## WHAT TO DO
Only the lines from the one containing "This photo contains the pink" to the end of the data should be copied, exactly and without pictures.
BEGIN SUPPLIED INFORMATION
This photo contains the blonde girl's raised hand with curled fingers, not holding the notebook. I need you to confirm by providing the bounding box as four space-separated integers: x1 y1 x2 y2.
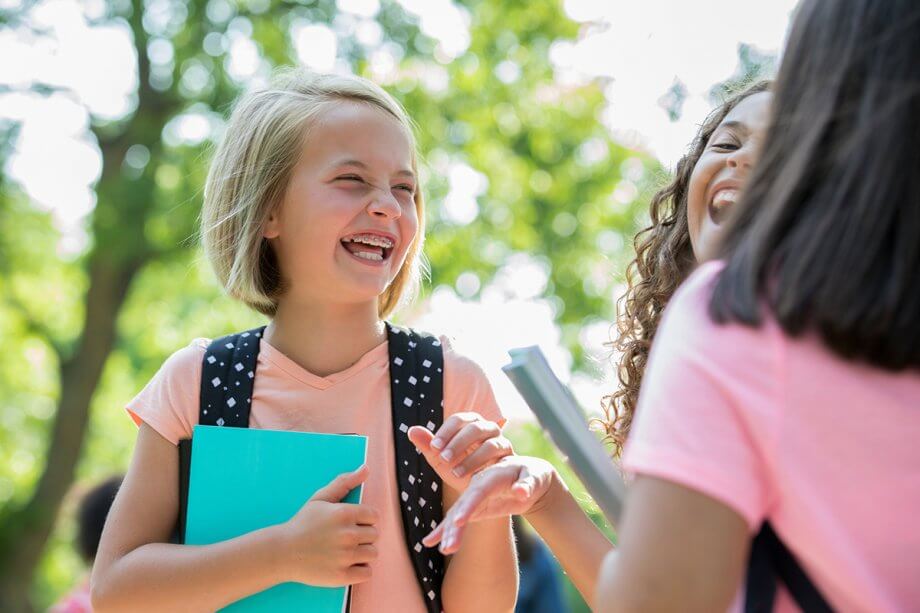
408 413 514 492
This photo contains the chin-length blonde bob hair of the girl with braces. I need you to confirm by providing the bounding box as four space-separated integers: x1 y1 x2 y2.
201 69 425 318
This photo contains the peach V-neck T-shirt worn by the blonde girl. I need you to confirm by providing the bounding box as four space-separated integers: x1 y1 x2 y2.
128 338 504 613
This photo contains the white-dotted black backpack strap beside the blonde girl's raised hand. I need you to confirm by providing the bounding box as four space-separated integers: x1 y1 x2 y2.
387 323 444 613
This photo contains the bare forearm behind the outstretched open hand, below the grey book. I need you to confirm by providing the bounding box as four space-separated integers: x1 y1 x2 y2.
525 474 613 605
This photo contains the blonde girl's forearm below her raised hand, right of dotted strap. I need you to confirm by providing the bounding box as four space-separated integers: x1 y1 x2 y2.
441 492 518 613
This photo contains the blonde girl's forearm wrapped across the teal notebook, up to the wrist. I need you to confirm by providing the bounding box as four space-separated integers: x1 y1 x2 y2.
92 526 287 613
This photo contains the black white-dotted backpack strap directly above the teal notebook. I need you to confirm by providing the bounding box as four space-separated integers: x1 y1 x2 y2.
198 326 265 428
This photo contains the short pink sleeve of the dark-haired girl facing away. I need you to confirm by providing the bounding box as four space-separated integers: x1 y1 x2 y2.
623 263 781 530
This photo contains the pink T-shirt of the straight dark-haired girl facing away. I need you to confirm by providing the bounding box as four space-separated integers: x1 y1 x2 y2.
624 263 920 611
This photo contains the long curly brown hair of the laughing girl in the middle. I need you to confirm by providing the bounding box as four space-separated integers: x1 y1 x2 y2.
599 81 771 457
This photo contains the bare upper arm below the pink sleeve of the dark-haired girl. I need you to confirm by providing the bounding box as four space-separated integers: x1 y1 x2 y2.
595 475 750 613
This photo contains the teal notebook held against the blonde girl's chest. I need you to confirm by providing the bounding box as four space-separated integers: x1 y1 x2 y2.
185 426 367 613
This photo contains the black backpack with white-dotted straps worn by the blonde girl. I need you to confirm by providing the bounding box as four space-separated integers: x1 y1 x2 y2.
177 322 444 613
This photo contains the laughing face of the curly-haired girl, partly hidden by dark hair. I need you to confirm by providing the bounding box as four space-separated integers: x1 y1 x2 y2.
687 92 773 260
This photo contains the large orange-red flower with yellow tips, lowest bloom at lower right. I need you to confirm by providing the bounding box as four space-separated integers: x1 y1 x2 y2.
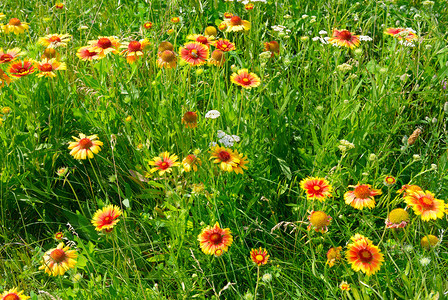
345 238 384 276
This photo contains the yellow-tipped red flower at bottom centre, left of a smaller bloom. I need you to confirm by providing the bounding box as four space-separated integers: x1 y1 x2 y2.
198 222 233 256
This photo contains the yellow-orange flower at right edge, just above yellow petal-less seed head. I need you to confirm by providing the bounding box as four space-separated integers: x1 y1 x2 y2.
404 191 445 221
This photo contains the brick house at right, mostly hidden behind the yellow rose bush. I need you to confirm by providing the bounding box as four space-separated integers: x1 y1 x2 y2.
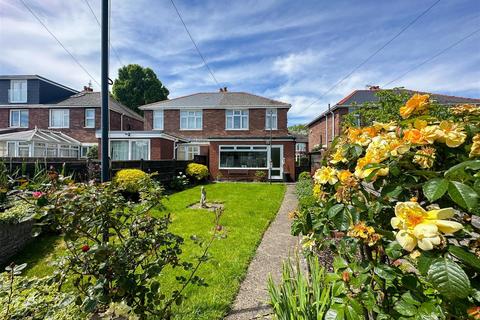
308 86 480 152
END SUPPLIED INFORMATION
## ANSWER SPACE
This photo contains the pink T-shirt of the straight dark-haired girl facing away. I need you to confirm by providing the bounding box as four space-separated integers: x1 y1 x2 y2.
624 263 920 611
This photo contains the long curly brown hair of the laughing girl in the middle. I need you to confirm by providing the bounding box as four space-separated integers: x1 y1 x2 y2.
599 81 771 457
This photo contains the bare upper arm below the pink sleeve of the dark-haired girl. I need you to confirm by providing the bounding box as four space-separated integers: x1 y1 x2 y2.
595 475 750 613
This photo contains the teal notebook held against the blonde girl's chest. I need you to confirm by providing the bounding box as four space-separated integers: x1 y1 x2 y2.
185 426 367 613
This photo contains the black backpack with white-dotted straps worn by the blonde girl. I need you to confirm by providing the bounding box as four space-separated integers: x1 y1 x2 y2.
177 322 444 613
This photo contains the laughing face of the curly-haired girl, partly hidden by dark hair. I need you to confirm by providing the bounding box as four space-separated integers: x1 y1 x2 y2.
687 92 773 260
This photo contains the large orange-red flower with yellow tips, lowest bloom at lower right. I need you to confirm by providing the bounding box as four space-separated integers: x1 y1 x2 y2.
345 238 384 276
This photo contains the yellow-tipped red flower at bottom centre, left of a smaller bloom. I need you to confirm by providing the bounding box as four space-separated integers: x1 y1 x2 y2.
198 222 233 256
This photo contains the yellow-orange flower at right edge, just above yellow petal-less seed head. I need you to confirm by providing the bounding box as four space-separated integers: x1 y1 x2 y2.
404 191 445 221
This photo contains the brick house at right, mostly hidden behind the yellow rose bush. I need you to confirm by providing the bounding box as four space-separated integers: x1 y1 x2 y2.
308 86 480 152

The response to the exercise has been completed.